§ Set task: Count the lines of the material below that contain the string "blooming", treating uppercase and lowercase as distinct. Give only the number.

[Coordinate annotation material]
★ ★ ★
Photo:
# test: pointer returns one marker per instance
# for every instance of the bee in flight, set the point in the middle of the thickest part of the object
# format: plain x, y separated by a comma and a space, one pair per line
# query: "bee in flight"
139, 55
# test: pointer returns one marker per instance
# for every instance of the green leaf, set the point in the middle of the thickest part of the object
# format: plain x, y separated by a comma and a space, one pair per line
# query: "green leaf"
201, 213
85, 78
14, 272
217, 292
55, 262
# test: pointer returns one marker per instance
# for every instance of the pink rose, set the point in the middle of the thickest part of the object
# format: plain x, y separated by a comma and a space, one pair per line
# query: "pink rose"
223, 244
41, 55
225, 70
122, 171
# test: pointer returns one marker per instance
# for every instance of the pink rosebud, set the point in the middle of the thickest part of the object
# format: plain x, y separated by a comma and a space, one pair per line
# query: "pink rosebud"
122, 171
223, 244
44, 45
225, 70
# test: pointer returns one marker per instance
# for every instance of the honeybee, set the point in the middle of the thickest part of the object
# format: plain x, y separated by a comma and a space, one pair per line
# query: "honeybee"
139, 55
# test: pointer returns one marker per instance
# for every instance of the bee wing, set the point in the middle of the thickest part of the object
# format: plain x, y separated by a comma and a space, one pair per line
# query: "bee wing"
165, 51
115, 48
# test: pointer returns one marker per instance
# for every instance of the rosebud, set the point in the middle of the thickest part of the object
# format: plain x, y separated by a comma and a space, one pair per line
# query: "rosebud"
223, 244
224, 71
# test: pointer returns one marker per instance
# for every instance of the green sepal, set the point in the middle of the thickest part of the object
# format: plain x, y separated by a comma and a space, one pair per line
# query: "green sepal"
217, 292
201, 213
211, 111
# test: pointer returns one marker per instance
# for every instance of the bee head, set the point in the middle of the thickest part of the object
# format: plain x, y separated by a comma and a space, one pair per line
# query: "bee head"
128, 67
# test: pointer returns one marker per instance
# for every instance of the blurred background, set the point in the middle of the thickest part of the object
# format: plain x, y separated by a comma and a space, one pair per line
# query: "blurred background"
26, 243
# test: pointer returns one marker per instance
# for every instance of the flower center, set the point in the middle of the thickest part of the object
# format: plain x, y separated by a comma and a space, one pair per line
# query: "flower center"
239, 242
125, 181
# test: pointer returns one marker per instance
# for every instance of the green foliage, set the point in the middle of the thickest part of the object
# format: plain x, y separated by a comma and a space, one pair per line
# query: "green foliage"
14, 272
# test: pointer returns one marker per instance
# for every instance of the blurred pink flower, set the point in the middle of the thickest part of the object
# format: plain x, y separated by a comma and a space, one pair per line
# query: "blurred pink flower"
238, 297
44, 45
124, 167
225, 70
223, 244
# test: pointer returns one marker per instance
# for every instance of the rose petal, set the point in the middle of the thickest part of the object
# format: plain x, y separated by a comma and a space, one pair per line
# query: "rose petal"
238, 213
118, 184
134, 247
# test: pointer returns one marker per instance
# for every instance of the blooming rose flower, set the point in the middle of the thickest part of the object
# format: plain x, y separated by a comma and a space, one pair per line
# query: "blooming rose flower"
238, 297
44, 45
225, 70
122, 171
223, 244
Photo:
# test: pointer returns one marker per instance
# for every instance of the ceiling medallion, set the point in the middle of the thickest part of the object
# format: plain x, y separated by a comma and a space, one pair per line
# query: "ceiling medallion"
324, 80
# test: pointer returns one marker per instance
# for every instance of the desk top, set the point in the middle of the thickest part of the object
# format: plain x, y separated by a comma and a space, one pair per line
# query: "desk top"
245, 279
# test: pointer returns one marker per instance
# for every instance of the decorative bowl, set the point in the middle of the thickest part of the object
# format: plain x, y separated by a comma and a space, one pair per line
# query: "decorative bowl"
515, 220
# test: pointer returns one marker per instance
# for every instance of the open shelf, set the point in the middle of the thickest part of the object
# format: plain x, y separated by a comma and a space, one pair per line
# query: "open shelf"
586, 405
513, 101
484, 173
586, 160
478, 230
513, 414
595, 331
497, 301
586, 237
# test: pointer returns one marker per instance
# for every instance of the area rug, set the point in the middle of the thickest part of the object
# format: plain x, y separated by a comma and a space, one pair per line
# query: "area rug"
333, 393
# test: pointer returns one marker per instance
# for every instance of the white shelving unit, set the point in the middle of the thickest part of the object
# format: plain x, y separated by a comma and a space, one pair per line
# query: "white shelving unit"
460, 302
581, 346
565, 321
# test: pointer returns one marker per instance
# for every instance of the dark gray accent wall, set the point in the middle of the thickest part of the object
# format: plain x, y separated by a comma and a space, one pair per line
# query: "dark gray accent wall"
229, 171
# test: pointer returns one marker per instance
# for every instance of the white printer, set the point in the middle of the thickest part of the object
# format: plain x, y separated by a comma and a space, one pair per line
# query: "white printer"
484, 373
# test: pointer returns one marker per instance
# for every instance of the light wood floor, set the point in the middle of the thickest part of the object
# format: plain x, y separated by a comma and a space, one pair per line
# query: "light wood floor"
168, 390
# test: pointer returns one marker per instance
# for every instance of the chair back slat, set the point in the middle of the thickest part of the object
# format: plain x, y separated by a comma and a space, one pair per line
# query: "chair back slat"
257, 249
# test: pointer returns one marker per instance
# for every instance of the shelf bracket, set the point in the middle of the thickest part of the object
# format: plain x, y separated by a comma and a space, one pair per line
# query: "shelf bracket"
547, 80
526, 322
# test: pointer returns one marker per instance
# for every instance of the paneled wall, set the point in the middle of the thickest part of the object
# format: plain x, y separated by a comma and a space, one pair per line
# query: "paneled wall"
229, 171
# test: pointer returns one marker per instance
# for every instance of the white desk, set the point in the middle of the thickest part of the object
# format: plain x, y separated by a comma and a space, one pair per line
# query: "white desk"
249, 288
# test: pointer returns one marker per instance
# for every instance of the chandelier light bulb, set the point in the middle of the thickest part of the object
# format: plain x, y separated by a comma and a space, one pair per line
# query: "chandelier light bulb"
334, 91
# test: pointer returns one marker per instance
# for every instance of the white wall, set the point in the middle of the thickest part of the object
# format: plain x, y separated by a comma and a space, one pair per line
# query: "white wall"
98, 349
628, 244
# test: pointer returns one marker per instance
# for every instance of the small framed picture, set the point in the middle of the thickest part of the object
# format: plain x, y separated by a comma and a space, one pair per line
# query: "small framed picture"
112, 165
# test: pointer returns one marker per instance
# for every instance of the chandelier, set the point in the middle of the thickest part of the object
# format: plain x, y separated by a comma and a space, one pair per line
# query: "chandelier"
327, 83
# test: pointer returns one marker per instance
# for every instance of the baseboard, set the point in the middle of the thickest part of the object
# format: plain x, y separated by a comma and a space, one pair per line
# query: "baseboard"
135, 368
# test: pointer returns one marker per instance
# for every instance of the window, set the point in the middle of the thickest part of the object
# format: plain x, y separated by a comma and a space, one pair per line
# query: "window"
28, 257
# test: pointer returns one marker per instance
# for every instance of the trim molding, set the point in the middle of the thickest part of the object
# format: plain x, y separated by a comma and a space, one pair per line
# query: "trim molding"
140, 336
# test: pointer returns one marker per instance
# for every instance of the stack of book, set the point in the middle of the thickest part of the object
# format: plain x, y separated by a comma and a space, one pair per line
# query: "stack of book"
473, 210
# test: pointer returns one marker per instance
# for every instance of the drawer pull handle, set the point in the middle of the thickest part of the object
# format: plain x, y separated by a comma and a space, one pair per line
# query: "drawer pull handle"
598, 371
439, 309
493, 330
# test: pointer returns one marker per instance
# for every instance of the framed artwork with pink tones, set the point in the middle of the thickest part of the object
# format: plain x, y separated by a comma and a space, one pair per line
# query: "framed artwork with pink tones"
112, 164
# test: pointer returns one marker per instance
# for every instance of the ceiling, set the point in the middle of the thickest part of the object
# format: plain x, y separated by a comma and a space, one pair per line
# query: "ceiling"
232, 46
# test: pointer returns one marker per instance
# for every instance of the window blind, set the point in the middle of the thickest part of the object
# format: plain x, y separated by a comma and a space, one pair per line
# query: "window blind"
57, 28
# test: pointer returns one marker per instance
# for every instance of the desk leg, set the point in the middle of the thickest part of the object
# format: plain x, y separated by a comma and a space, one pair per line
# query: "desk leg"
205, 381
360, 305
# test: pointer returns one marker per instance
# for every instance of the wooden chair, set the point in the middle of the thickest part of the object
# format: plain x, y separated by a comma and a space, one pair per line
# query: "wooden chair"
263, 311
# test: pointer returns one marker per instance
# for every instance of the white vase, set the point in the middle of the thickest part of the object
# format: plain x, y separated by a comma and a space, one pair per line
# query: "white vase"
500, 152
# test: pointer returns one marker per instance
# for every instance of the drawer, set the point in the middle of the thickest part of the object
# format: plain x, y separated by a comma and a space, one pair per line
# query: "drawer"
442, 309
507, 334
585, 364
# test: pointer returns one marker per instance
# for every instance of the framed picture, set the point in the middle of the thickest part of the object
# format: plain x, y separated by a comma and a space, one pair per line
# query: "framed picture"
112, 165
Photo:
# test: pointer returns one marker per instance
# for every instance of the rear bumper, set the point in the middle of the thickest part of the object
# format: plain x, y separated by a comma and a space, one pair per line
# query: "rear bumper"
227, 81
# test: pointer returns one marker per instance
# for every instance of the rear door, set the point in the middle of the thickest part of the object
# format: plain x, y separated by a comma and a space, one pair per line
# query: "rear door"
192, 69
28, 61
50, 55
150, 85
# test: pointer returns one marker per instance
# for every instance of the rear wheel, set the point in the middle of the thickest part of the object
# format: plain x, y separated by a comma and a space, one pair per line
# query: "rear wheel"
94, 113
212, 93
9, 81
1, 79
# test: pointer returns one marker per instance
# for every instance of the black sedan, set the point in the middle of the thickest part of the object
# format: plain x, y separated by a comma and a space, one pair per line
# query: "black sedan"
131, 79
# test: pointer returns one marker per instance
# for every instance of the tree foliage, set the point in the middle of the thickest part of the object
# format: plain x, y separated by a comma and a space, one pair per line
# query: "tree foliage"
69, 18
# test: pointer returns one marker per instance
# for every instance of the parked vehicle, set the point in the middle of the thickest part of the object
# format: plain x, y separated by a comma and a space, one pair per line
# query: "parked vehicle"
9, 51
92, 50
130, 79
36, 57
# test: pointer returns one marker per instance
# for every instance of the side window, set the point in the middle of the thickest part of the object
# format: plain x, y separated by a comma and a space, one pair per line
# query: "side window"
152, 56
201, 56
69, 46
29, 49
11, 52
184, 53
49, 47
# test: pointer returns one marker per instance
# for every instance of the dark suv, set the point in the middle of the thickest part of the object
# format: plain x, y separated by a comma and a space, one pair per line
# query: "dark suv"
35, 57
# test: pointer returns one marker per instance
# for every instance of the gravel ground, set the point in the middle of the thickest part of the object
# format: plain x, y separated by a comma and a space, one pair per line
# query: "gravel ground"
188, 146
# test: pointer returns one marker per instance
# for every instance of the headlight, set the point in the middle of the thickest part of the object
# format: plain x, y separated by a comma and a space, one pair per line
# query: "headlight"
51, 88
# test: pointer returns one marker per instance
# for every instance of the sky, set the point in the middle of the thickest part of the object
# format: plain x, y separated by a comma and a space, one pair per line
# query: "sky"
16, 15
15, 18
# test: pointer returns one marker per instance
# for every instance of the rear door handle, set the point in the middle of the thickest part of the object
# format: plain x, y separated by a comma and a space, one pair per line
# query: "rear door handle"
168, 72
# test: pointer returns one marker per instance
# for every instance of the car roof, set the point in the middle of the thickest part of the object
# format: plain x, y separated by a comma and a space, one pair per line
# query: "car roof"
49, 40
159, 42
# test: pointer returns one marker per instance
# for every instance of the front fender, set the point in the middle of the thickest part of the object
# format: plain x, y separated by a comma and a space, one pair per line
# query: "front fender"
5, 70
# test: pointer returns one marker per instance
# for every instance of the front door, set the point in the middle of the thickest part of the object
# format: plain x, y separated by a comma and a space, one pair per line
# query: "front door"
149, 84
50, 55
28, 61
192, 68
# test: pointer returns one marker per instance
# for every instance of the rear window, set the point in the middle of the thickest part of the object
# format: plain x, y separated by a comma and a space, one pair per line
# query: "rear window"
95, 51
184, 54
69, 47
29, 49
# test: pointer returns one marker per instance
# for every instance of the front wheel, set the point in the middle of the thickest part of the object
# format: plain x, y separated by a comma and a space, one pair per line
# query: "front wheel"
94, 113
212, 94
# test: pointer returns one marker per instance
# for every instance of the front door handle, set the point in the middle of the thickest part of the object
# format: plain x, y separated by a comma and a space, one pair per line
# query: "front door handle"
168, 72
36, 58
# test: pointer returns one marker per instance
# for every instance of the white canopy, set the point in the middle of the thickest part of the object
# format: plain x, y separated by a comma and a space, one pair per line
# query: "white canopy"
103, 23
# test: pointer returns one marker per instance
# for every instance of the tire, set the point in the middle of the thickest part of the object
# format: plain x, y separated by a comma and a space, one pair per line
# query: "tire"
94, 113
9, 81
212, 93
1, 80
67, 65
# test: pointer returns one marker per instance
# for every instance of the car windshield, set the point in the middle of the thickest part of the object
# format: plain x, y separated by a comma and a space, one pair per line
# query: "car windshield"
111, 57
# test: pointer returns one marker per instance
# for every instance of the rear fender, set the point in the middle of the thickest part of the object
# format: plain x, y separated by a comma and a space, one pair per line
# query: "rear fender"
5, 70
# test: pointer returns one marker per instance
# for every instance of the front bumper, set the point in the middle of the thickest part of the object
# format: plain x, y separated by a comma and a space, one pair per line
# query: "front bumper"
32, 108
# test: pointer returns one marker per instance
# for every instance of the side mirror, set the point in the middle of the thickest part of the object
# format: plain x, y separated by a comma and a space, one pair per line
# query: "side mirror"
★ ★ ★
§ Correct response: 2